Short sleep duration combined with frequent snoring reported prior to cancer diagnosis may influence subsequent breast cancer survival, says a study.
One potential mechanism underlying this relationship is the adverse effect of poor sleep on inflammatory pathways, which may be a contributing factor in the development and progression of cancer, the researchers said.
The study found that women who typically slept less than the recommended 7 hours of sleep per night and were frequent snorers in the years before their cancer diagnosis experienced a poorer cancer prognosis.
"We were surprised to see that snoring, especially in combination with short sleep duration, had such a strong association with cancer survival for certain cancer types," said lead study author Amanda Phipps from University of Washington.
"To our knowledge, snoring has not previously been evaluated in relation to cancer survival, but our results suggest that it can be an important consideration,” Phipps added in a paper published in the Journal of Clinical Sleep Medicine.
The team analysed 21,230 women diagnosed with a primary invasive cancer in which they also provided information about sleep duration and snoring.
Breast cancer patients who reported sleeping six hours or less per night and snoring five or more nights per week before their diagnosis were two times more likely to die from breast cancer than patients who reported sleeping seven to eight hours per night and rarely snored.
"Healthy, sufficient sleep is essential for individual well-being, population health and public safety," Nathaniel Watson from American Academy of Sleep Medicine said.
"Unlike so many things, sleep can impact cancer risk and cancer prognosis, sleep is something that an individual can potentially control,” Watson stated.

#####

EXERCISE A: Summarize the article on sleep and cancer survival in two sentences.
EXERCISE B: Please reproduce the article on sleep and cancer survival word for word, starting with "The study found" and going on through "duration and snoring.".

#####

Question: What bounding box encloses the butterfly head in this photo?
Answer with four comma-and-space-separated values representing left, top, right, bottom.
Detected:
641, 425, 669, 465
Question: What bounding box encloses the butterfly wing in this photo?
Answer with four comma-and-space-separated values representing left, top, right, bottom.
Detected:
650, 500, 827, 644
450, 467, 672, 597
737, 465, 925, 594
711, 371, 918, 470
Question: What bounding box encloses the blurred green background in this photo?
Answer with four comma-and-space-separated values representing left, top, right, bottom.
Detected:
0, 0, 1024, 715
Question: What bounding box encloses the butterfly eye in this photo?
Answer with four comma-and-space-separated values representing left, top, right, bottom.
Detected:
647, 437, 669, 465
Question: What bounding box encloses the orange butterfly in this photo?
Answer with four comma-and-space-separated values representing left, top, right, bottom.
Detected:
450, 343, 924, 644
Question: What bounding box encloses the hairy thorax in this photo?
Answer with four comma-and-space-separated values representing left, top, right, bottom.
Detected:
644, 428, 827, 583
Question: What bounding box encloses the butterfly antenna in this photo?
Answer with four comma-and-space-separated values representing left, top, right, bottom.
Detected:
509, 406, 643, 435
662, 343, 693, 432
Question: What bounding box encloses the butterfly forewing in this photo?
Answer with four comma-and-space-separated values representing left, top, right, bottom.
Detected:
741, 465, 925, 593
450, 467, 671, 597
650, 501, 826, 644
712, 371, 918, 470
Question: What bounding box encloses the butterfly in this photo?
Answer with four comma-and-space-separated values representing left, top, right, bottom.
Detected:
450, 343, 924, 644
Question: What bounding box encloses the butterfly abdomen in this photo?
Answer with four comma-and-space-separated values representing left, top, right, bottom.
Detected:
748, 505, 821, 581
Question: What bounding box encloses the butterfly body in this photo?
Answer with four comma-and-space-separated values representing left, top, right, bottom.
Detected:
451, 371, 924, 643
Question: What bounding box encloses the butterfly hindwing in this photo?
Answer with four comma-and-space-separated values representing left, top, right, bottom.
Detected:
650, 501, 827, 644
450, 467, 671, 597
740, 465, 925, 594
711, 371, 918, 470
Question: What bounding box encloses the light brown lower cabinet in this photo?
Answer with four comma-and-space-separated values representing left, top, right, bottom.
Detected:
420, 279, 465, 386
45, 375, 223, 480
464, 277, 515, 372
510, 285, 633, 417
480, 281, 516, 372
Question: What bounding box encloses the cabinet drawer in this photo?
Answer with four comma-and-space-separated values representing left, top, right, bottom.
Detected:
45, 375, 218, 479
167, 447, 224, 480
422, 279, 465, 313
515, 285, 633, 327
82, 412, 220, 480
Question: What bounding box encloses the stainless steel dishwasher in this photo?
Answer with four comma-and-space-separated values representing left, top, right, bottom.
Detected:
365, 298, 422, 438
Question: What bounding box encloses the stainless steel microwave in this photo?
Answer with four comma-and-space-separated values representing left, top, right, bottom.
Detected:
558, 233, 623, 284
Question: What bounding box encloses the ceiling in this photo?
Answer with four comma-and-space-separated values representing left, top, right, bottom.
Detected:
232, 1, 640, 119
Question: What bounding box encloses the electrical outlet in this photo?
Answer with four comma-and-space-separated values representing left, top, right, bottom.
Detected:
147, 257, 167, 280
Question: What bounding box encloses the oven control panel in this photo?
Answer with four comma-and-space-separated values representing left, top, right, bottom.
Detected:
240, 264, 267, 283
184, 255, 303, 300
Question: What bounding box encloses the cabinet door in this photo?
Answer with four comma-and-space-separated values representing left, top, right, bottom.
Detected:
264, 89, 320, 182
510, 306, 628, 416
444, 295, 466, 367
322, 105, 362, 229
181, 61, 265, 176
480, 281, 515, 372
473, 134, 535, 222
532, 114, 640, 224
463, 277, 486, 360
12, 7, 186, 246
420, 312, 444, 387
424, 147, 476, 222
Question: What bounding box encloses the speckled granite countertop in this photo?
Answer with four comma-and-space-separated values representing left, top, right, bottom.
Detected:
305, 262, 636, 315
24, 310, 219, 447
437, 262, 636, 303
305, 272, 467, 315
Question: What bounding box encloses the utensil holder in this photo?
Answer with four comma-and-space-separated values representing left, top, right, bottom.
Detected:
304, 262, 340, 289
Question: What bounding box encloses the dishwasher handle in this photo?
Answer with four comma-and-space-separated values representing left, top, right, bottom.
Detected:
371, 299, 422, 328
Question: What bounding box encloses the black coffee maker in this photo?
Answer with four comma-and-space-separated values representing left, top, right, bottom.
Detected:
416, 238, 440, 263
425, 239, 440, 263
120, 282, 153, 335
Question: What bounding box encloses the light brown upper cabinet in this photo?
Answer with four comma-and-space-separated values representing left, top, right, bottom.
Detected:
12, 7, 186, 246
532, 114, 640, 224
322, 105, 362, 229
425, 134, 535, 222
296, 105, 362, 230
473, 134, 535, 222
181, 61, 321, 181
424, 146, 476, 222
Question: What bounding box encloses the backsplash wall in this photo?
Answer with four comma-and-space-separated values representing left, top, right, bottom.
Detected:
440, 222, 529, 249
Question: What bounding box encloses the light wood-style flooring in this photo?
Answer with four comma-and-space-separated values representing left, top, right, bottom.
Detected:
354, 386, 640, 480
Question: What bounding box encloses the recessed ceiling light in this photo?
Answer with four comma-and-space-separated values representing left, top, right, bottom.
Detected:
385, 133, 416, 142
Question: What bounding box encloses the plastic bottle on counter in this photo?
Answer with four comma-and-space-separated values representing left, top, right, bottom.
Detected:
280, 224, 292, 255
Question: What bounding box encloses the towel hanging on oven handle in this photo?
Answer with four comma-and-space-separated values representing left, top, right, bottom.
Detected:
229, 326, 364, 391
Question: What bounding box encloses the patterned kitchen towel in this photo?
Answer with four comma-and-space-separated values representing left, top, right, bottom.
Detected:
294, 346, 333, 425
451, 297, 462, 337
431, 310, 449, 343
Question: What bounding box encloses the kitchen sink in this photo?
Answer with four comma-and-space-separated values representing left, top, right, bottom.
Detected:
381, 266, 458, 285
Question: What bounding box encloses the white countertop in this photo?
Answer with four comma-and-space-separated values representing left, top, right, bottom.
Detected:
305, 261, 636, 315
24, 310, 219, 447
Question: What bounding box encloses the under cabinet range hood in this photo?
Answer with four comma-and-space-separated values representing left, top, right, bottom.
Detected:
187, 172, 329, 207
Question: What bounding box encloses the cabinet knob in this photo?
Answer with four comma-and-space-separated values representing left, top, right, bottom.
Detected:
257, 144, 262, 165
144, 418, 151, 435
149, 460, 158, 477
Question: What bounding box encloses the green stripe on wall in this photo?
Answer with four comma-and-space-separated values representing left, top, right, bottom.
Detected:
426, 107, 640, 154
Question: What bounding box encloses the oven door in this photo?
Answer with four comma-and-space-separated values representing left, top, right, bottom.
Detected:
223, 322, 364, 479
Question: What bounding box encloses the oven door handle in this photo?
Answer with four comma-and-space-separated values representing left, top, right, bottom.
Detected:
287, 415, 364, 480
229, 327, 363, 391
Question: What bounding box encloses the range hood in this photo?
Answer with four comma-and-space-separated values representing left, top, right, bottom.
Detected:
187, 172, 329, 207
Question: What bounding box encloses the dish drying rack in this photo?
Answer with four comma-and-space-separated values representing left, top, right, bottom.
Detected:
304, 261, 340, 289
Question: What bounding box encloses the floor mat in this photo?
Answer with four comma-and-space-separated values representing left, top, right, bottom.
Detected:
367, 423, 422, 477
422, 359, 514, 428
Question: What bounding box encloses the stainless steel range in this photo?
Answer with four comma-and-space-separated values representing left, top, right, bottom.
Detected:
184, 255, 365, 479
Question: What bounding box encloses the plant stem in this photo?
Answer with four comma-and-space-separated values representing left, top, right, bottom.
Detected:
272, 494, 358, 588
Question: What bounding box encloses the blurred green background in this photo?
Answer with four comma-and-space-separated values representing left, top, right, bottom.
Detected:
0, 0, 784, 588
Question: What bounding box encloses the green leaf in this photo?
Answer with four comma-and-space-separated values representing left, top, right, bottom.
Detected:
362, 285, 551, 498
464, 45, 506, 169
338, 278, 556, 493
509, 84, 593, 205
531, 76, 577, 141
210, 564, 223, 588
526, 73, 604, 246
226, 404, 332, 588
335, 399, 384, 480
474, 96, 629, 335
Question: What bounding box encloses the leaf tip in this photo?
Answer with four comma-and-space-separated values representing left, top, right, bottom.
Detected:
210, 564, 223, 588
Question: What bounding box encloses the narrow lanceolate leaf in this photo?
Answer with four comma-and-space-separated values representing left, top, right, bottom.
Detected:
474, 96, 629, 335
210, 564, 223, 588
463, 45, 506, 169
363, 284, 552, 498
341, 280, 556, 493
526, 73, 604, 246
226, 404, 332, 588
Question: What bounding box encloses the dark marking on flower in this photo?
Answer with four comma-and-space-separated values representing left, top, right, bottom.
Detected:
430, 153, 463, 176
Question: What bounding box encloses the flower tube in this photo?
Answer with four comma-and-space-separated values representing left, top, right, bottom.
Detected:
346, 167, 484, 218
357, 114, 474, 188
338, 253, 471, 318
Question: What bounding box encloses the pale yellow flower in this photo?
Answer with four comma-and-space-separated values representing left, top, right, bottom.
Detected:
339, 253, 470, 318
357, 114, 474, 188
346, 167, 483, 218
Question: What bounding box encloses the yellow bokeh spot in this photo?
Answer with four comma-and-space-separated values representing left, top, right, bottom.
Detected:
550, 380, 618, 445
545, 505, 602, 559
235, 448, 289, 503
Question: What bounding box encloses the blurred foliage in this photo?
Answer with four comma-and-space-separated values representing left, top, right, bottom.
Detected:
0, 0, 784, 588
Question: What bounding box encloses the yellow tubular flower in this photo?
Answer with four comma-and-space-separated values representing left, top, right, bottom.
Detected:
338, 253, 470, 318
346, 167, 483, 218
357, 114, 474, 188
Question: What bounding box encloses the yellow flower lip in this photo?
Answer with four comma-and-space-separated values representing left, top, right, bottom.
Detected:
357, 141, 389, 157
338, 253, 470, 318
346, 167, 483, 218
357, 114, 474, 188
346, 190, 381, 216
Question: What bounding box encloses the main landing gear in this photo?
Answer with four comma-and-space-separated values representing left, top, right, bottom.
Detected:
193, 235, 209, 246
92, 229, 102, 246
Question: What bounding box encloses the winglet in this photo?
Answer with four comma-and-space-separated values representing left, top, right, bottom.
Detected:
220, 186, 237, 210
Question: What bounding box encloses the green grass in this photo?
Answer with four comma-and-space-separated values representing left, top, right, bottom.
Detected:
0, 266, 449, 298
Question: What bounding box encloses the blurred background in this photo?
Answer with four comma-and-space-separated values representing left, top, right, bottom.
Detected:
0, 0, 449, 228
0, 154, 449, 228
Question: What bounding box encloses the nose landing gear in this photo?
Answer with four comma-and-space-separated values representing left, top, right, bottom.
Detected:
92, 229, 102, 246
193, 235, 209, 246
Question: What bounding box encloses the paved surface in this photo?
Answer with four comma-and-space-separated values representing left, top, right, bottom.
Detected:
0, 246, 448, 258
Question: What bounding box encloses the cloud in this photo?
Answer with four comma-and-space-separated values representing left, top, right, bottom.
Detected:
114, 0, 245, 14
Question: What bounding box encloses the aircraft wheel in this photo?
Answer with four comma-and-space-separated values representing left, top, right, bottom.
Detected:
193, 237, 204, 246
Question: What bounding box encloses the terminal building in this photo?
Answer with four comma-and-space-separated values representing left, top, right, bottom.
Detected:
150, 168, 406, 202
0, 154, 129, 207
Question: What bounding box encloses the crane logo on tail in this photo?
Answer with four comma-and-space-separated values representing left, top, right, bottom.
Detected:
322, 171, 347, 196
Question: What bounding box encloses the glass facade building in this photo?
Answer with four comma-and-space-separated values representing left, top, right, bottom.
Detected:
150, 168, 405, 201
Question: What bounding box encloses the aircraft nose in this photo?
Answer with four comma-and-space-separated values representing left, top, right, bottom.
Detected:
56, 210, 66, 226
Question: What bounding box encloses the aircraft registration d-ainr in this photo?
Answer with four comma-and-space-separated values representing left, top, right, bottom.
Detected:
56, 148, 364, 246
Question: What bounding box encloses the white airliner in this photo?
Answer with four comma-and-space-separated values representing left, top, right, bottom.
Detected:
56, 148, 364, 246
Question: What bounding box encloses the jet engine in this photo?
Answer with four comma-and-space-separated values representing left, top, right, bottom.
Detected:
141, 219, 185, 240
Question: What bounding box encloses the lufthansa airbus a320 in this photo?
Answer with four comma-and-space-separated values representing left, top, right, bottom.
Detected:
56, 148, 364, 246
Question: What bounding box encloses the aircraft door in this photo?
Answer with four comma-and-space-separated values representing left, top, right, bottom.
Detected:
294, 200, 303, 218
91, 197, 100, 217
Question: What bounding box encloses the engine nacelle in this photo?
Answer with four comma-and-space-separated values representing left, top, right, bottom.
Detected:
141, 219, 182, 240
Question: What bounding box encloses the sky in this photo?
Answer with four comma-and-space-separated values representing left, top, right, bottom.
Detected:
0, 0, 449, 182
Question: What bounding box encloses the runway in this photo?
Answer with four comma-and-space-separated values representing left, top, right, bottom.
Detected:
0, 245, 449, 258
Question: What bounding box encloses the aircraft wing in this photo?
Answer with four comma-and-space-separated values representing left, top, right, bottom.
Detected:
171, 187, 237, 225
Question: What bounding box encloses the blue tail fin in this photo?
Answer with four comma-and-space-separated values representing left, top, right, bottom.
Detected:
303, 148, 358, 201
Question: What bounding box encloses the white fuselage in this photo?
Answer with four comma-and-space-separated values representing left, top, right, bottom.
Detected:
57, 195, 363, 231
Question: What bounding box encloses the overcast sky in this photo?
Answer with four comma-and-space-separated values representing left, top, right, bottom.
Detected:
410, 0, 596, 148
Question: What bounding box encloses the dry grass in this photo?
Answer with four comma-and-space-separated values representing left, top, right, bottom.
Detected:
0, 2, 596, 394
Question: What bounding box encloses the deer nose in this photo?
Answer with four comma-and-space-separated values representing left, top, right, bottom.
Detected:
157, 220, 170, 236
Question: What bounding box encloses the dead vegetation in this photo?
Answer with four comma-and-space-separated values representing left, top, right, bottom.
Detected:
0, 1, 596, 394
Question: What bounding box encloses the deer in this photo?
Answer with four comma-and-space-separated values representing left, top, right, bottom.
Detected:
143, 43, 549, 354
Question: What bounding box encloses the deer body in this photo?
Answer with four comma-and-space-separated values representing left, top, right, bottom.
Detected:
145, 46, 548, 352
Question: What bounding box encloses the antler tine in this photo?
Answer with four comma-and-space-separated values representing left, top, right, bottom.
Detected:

#####

WRITTEN ANSWER A: In an analysis of 21,230 women diagnosed with a primary invasive cancer, those who slept less than seven hours a night and snored frequently in the years before diagnosis had a poorer cancer prognosis. Breast cancer patients who slept six hours or less and snored five or more nights a week were twice as likely to die from breast cancer as those who slept seven to eight hours and rarely snored, possibly because poor sleep harms inflammatory pathways.

WRITTEN ANSWER B:
The study found that women who typically slept less than the recommended 7 hours of sleep per night and were frequent snorers in the years before their cancer diagnosis experienced a poorer cancer prognosis.
"We were surprised to see that snoring, especially in combination with short sleep duration, had such a strong association with cancer survival for certain cancer types," said lead study author Amanda Phipps from University of Washington.
"To our knowledge, snoring has not previously been evaluated in relation to cancer survival, but our results suggest that it can be an important consideration,” Phipps added in a paper published in the Journal of Clinical Sleep Medicine.
The team analysed 21,230 women diagnosed with a primary invasive cancer in which they also provided information about sleep duration and snoring.